──────── AVAILABLE DATA ────────

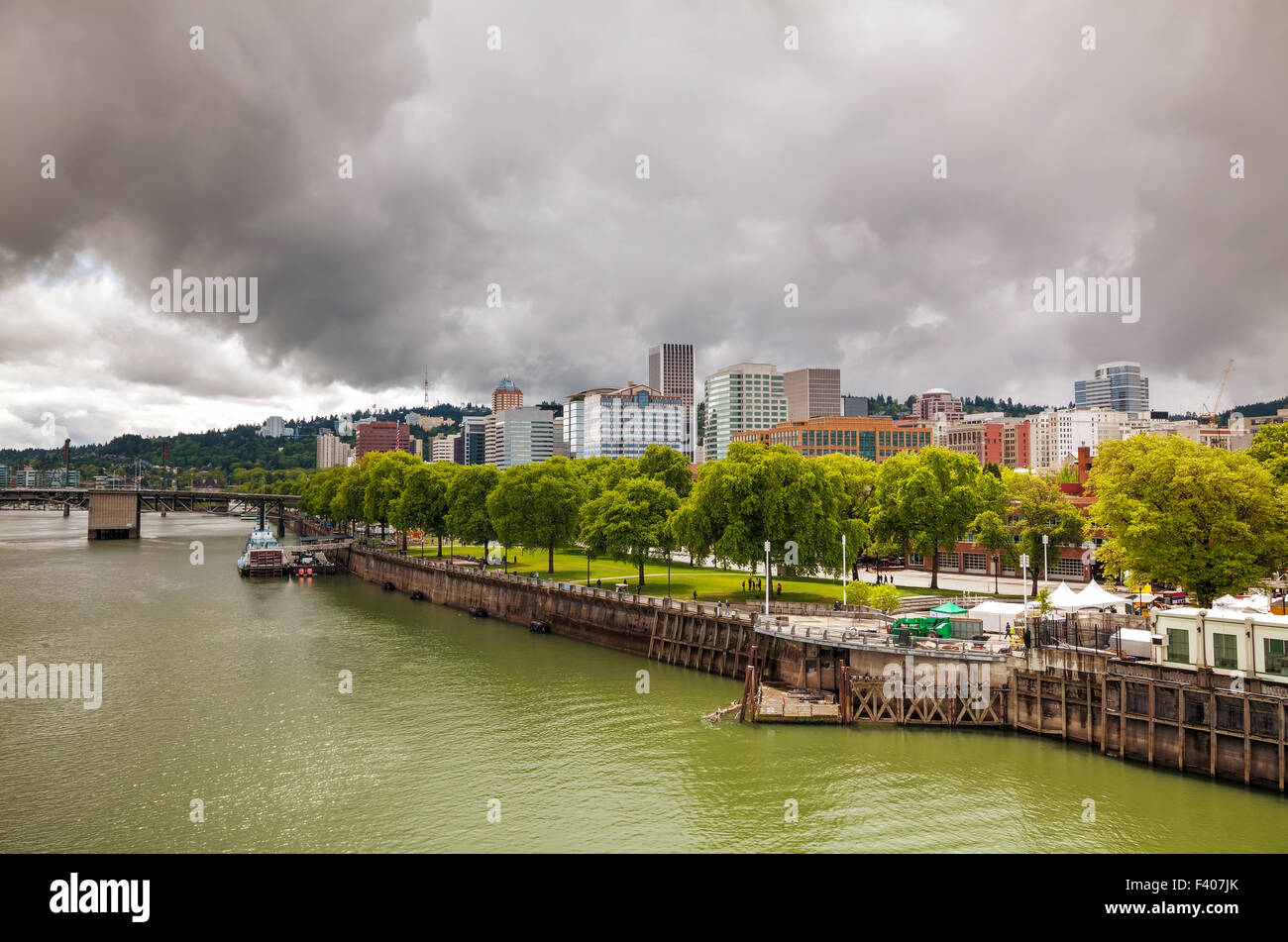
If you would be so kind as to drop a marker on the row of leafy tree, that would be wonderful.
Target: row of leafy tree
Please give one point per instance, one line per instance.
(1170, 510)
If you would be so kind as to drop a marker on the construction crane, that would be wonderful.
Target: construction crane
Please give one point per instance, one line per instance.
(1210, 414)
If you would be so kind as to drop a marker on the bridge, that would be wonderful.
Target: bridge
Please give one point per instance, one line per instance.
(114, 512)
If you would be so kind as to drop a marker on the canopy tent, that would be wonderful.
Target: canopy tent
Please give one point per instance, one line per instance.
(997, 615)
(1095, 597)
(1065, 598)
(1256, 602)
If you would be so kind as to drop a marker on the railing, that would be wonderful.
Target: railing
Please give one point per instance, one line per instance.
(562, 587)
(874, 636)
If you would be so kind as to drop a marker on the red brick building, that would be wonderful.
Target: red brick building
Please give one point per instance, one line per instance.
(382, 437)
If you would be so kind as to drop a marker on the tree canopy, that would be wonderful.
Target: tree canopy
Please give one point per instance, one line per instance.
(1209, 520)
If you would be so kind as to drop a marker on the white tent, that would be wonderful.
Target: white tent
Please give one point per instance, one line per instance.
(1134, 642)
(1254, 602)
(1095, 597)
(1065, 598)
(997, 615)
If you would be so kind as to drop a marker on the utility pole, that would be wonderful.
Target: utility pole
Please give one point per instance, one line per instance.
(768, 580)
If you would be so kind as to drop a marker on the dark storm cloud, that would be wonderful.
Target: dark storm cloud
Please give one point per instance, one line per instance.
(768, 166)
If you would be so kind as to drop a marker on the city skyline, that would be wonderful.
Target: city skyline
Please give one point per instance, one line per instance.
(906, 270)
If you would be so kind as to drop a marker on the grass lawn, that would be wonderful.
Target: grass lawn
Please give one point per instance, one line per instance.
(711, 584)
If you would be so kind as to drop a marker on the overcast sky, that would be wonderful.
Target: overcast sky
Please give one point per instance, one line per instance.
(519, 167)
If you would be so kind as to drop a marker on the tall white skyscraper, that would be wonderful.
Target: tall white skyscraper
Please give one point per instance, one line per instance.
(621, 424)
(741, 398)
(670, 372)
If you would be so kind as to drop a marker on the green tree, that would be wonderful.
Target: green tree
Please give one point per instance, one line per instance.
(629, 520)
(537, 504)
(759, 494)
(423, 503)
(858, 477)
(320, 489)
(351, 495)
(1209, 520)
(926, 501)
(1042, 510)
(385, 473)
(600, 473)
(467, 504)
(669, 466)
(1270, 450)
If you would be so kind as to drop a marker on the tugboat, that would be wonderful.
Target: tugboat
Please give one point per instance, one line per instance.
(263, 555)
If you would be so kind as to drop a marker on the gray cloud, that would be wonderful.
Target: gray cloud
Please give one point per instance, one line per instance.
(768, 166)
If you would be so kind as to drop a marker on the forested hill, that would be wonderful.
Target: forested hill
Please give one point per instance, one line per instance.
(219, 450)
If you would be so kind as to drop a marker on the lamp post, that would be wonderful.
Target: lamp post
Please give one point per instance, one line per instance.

────────

WHAT YOU SHOULD DO
From the records above, print only the lines between the one holding "canopy tent, that would be wonderful." and the one holding "Target: utility pole", inclusive, exactly as they stand.

WRITTEN SOLUTION
If you would be so kind as to drop a marker on the canopy tent, that would be wonderful.
Target: canopy tent
Please give one point per instance, one line per instance.
(997, 615)
(1095, 597)
(1065, 598)
(1256, 602)
If you would be so kind as to drop a marker on the railing, that would be wonderful.
Target: railing
Please give one point per instance, one line per instance.
(562, 587)
(874, 636)
If you would be so kind as to drop a marker on the red brick building, that would be wonderful.
Target: red brick building
Please give one point per instance, one line per instance.
(382, 437)
If you would be so kind as to drop a marker on the tree canopy, that would be wonderful.
Target: tree canopy
Please give one point per instance, one line per instance.
(1209, 520)
If you would be so kind as to drop a marker on the white tent, that would be wonderful.
Target: white tent
Please give one point per instance, one line per instance.
(1134, 642)
(1254, 602)
(1095, 597)
(1065, 598)
(997, 615)
If you would be so kind as to drop a marker on the utility pole, that would be wonderful.
Target: utility pole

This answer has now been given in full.